**WORK TO DO:**
Return verbatim the run of lines that opens with the line holding "Each instance of the large" and closes with the last line of the records.

Object location annotation data
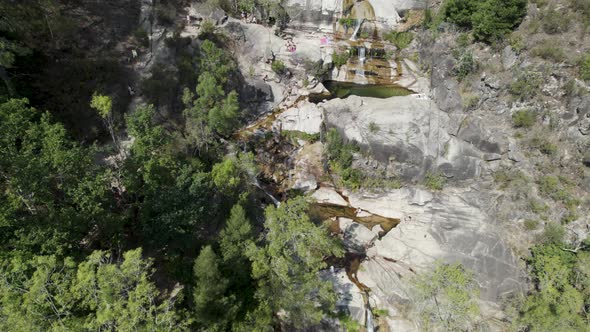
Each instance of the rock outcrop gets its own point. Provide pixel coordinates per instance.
(455, 225)
(412, 136)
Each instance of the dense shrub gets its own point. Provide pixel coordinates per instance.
(278, 67)
(582, 7)
(549, 51)
(373, 127)
(434, 181)
(459, 12)
(523, 118)
(465, 65)
(531, 224)
(166, 14)
(554, 21)
(401, 40)
(347, 22)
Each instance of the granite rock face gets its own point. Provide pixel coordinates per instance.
(305, 118)
(413, 136)
(382, 11)
(448, 226)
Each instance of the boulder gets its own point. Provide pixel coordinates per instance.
(349, 298)
(357, 238)
(448, 226)
(328, 196)
(306, 118)
(412, 136)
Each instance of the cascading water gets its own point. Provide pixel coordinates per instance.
(362, 55)
(359, 23)
(370, 325)
(360, 70)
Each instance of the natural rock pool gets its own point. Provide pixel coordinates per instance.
(345, 89)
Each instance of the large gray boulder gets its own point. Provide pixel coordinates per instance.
(306, 118)
(452, 226)
(448, 226)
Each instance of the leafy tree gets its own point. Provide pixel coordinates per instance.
(104, 106)
(236, 236)
(216, 62)
(233, 173)
(150, 163)
(45, 293)
(459, 12)
(224, 117)
(490, 19)
(214, 108)
(288, 262)
(447, 298)
(52, 193)
(214, 309)
(496, 18)
(558, 302)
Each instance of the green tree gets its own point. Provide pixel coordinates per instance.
(556, 304)
(224, 117)
(214, 308)
(496, 18)
(104, 106)
(45, 293)
(288, 262)
(447, 298)
(459, 12)
(51, 192)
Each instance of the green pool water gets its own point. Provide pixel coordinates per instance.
(345, 89)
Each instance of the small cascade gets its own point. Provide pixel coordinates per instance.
(272, 198)
(362, 55)
(359, 23)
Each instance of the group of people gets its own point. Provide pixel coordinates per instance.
(245, 18)
(291, 47)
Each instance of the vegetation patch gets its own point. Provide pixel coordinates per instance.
(549, 51)
(585, 68)
(490, 20)
(527, 85)
(340, 58)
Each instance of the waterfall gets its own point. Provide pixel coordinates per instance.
(359, 23)
(362, 55)
(360, 70)
(369, 324)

**EXPECTED ANSWER:**
Each instance of the large gray boulder gets its own point. Provide pixel coordinates per instance.
(306, 118)
(452, 226)
(448, 226)
Each instance of the leafy tree gets its own point. Provide pixel coordinates per instance.
(104, 106)
(236, 236)
(216, 62)
(233, 173)
(150, 163)
(45, 293)
(459, 12)
(224, 117)
(490, 19)
(214, 108)
(288, 262)
(447, 298)
(52, 193)
(214, 309)
(496, 18)
(558, 302)
Each instance of the green tree gets its own point. Provide pixel coordinates per instance.
(556, 304)
(224, 117)
(214, 308)
(496, 18)
(104, 106)
(45, 293)
(288, 262)
(447, 298)
(459, 12)
(51, 192)
Each instance of the green pool water gets its own point. Provide pixel coordinates per instance.
(345, 89)
Each instance of the small cascade gets its own point. Provide pixel coordinates per instance.
(272, 198)
(362, 55)
(359, 23)
Each instance of the group of people gets its own point. Provide pixel coordinates per instance.
(245, 18)
(291, 47)
Each instance of the vegetation patch gets its own point. Provide pixel coordinates per instance.
(549, 51)
(585, 68)
(490, 20)
(527, 85)
(340, 58)
Each instance of the waterfall gets its own point. Provide pixel coordinates per instance.
(359, 23)
(362, 55)
(360, 70)
(369, 324)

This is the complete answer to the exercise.